-- start Material provided --

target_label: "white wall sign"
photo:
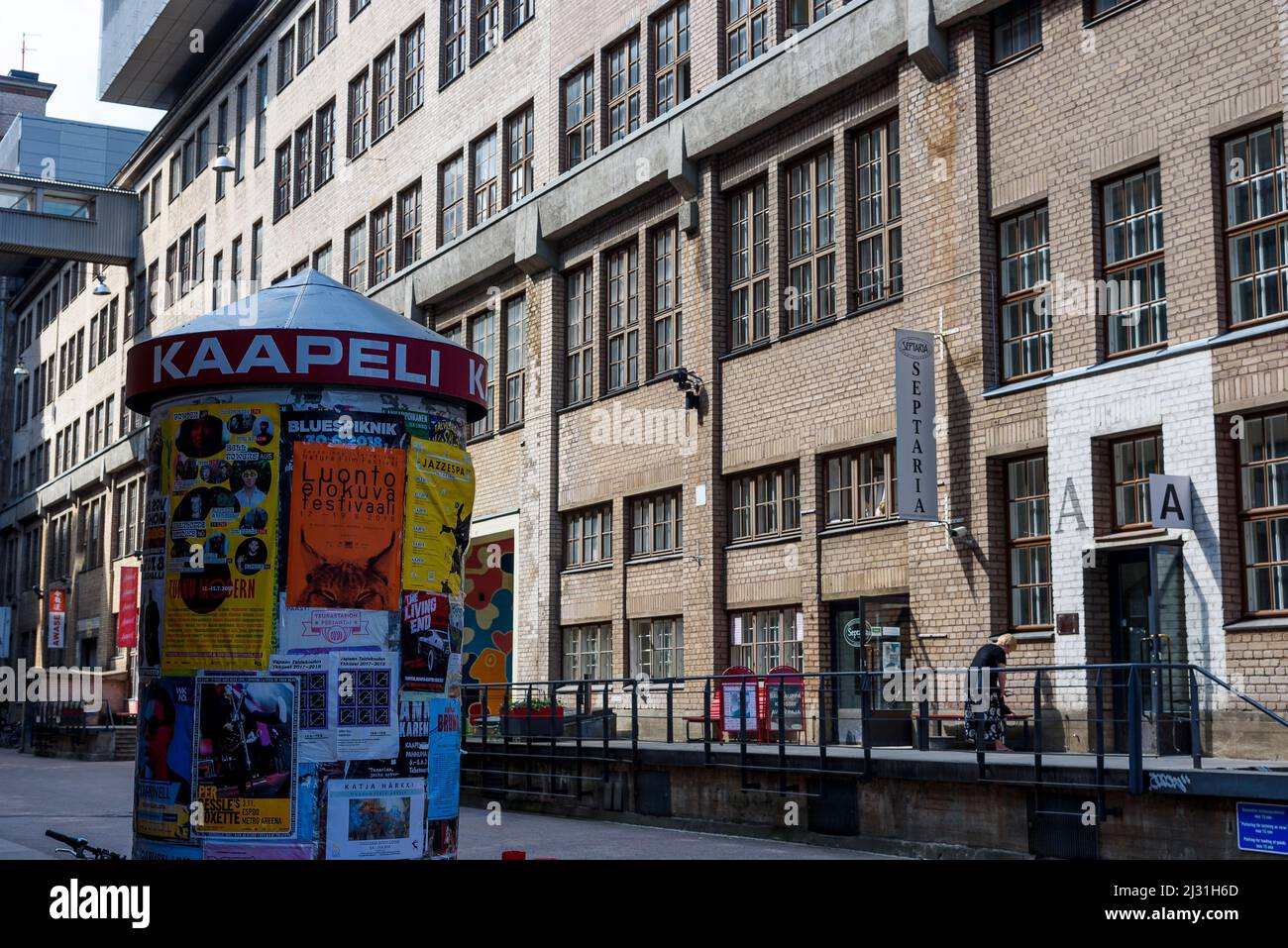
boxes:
[1149,474,1194,529]
[894,330,939,520]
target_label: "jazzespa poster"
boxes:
[161,404,278,675]
[279,442,407,652]
[403,437,474,595]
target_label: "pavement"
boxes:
[0,750,889,859]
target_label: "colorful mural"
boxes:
[461,535,514,722]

-- end Material provided --

• **What you are asked to do**
Update the items by replacing "pavement" with "sidewalk" wherever it occurs, leaving everything else unchanged. Omit the pictures from your answer.

• **Answer for this exercise**
target_label: "white wall sign"
photo:
boxes:
[1149,474,1194,529]
[894,330,939,520]
target_label: "jazzespa poster"
boxes:
[161,404,278,675]
[279,442,407,652]
[403,437,474,595]
target_label: "sidewalk"
boxes:
[0,750,889,859]
target_label: "colorful mural"
boxes:
[461,535,514,722]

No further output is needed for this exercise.